* Selected excerpt
On March 15, Tennessee’s state veterinarian issued a health advisory urging all poultry owners to take extra precautions to protect their flocks from avian influenza.

“We are working to protect the poultry population from exposure to avian influenza,” State Veterinarian Dr. Charles Hatcher said. “The best way to protect your birds is to increase your biosecurity measures and particularly, to keep your birds at home for now.”

Dr. Hatcher advises owners of backyard and commercial flocks to avoid transporting or comingling birds. That would include, but is not limited to, avoidance of poultry exhibitions, shows or sales at fairs, festivals, flea markets or auctions.

“We know that wild birds can carry avian influenza and that it is likely naturally circulating in the environment right now,” Dr. Hatcher continued. “We expect this threat to diminish over time as migratory patterns change with consistently warmer weather.”

Confirmed cases of avian influenza in Tennessee

This advisory is in response to the confirmed detection of H7N9 highly pathogenic avian influenza (HPAI) at a commercial poultry premises in Lincoln County, Tennessee, USA on March 4.

On March 8, officials confirmed the detection of H79N low pathogenic avian influenza (LPAI) at a commercial poultry premises in Giles County, Tennessee, USA. This virus is not the same as the China H7N9 virus affecting Asia and is genetically distinct.

State and federal officials continue to monitor and test poultry located in the areas immediately surrounding the two affected premises.

Track 2017 avian flu outbreaks in North American poultry

To help poultry growers and producers monitor these outbreaks of avian influenza, WATTAgNet has again created an interactive map tracking cases confirmed by the Animal and Plant Health Inspection Service (APHIS) in North America in 2017: https://batchgeo.com/map/2017-avian-influenza-outbreaks.

* Supplied records
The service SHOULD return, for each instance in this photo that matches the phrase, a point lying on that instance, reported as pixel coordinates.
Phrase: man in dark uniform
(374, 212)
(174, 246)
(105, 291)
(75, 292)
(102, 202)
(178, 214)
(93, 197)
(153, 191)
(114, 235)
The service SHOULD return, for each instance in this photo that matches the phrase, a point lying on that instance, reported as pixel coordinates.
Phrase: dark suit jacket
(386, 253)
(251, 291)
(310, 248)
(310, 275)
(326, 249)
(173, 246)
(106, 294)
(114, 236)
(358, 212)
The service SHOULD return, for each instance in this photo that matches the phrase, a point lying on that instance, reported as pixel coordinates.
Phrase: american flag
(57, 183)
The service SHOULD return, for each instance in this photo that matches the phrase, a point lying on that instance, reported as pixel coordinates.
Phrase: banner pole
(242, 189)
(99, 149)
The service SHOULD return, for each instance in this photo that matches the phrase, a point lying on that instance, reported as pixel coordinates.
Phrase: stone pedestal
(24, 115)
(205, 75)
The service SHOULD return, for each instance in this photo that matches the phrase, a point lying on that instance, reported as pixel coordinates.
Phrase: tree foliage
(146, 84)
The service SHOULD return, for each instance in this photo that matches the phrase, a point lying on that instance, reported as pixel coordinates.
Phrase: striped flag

* Task brief
In the avian influenza advisory above, in which county was highly pathogenic avian influenza confirmed at a commercial poultry premises on March 4?

* Result of the task
Lincoln County, Tennessee